Para innovar, se necesita talento, capital, seguridad jurídica y, sobre todo, capacidad de crear organizaciones que escalen rápidamente. Y a pesar de los retos, en nuestro entorno no parece que esto nos falte del todo. Tenemos talento, hay acceso al capital, y pese a la rigidez de la administración o la baja movilidad laboral, nada hace pensar que estos sean impedimentos insalvables.

Europa, sin embargo, lleva años conviviendo con una paradoja: en el Green Paper de 1995 ya se bautizó como la “paradoja europea” —una Europa con capacidad científica y talento, pero con un nivel de innovación sistemáticamente bajo. Y esto es especialmente grave en ámbitos como la IA, la nube o la IA generativa, que son tecnologías de propósito general con gran impacto transversal.

# [Lista de tareas]
**1.** Cambia "talento" por "creatividad" y copia el pasaje del fragmento sobre la paradoja europea que comienza con "Para innovar, se" y continúa hasta "gran impacto transversal.".
**2.** Escribe la continuación del fragmento sobre la paradoja europea a partir de su última oración.
Las líneas que aparecen a continuación no guardan ninguna relación con el fragmento.

# [Datos mostrados]
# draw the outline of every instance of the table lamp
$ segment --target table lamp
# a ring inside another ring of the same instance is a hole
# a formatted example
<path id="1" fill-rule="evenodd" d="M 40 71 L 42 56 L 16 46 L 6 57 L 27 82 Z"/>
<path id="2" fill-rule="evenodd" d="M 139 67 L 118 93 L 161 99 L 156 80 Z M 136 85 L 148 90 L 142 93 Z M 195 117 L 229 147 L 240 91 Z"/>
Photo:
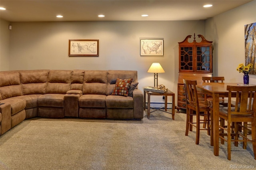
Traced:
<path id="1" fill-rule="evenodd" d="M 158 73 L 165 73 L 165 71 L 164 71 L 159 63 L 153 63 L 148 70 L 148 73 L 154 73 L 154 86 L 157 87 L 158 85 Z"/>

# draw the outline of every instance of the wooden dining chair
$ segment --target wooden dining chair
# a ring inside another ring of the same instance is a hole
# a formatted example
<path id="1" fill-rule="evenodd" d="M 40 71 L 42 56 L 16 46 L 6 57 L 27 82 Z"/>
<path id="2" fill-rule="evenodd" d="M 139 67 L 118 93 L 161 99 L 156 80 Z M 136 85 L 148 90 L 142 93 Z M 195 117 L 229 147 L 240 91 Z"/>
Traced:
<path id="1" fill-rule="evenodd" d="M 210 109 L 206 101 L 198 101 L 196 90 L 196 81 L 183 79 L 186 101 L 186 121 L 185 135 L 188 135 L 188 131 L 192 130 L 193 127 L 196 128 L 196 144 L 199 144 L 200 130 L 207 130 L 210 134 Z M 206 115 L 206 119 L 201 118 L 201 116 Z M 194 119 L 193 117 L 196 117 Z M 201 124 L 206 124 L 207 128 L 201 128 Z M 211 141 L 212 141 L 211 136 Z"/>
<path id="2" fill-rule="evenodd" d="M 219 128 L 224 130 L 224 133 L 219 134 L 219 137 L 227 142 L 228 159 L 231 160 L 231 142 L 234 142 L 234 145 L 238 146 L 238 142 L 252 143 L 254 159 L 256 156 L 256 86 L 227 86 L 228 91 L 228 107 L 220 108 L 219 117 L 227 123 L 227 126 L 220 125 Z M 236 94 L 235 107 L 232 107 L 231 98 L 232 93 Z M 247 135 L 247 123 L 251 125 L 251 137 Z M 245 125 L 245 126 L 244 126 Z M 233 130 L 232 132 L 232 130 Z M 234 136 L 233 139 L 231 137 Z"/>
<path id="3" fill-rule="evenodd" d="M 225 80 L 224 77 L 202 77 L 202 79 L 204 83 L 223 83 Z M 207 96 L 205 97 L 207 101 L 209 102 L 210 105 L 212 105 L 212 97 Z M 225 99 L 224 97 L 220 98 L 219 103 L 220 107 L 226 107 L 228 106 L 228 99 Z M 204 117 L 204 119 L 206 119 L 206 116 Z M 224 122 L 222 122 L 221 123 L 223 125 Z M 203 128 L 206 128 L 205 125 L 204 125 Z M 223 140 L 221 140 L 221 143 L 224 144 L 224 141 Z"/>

...

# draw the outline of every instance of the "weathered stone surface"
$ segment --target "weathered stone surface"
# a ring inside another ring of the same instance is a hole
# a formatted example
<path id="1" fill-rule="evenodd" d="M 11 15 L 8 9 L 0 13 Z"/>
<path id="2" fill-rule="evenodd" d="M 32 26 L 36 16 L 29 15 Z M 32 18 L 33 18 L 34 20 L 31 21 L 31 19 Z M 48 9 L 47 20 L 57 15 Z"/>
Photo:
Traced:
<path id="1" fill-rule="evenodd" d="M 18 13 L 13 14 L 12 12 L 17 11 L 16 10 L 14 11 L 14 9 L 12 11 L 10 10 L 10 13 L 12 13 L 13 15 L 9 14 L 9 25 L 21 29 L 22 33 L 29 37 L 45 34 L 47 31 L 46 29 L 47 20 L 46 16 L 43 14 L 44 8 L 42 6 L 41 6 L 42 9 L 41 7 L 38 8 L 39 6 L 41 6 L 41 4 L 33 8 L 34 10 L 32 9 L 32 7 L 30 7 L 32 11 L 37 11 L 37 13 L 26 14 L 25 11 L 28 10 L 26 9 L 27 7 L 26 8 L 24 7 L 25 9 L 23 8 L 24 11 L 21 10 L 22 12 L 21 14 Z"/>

# [Respuestas]
**1.**
Para innovar, se necesita creatividad, capital, seguridad jurídica y, sobre todo, capacidad de crear organizaciones que escalen rápidamente. Y a pesar de los retos, en nuestro entorno no parece que esto nos falte del todo. Tenemos creatividad, hay acceso al capital, y pese a la rigidez de la administración o la baja movilidad laboral, nada hace pensar que estos sean impedimentos insalvables.

Europa, sin embargo, lleva años conviviendo con una paradoja: en el Green Paper de 1995 ya se bautizó como la “paradoja europea” —una Europa con capacidad científica y creatividad, pero con un nivel de innovación sistemáticamente bajo. Y esto es especialmente grave en ámbitos como la IA, la nube o la IA generativa, que son tecnologías de propósito general con gran impacto transversal.

**2.**
Catalunya: capacidades, pero sin impacto

La pregunta, entonces, es evidente: si tenemos las capacidades, ¿por qué no innovamos?

Y no es que no haya habido esfuerzos. Algunos ejemplos:

  • Pacto Nacional para la Investigación y la Innovación (2008)
  • Pacto Nacional para la Sociedad del Conocimiento (2020)
  • Plan Estratégico de Innovación y Transferencia del Conocimiento (2022)
  • Comisión Interdepartamental de Investigación e Innovación
  • ACCIÓ, AGADUR, políticas de innovación municipales
  • Doctorados industriales, redes de I+D+I, planes de coordinación
  • Catalunya Lidera (18.500 M€ en 5 años)
  • Pacto Nacional para la Industria (2022–2025): 2.817 M€

El presupuesto 2024 de la Generalitat preveía 1.000 millones de euros para I+D+I, más los 40 millones del Ayuntamiento de Barcelona. Es decir: muchos esfuerzos, muchos recursos. Y, aun así, la pregunta persiste: ¿por qué, en el año 2025, todavía nos preguntamos por qué no innovamos?

Esta no es una pregunta retórica. Es la gran pregunta. Y como todo lo importante, no tiene una única respuesta.

¿Por qué no innovamos?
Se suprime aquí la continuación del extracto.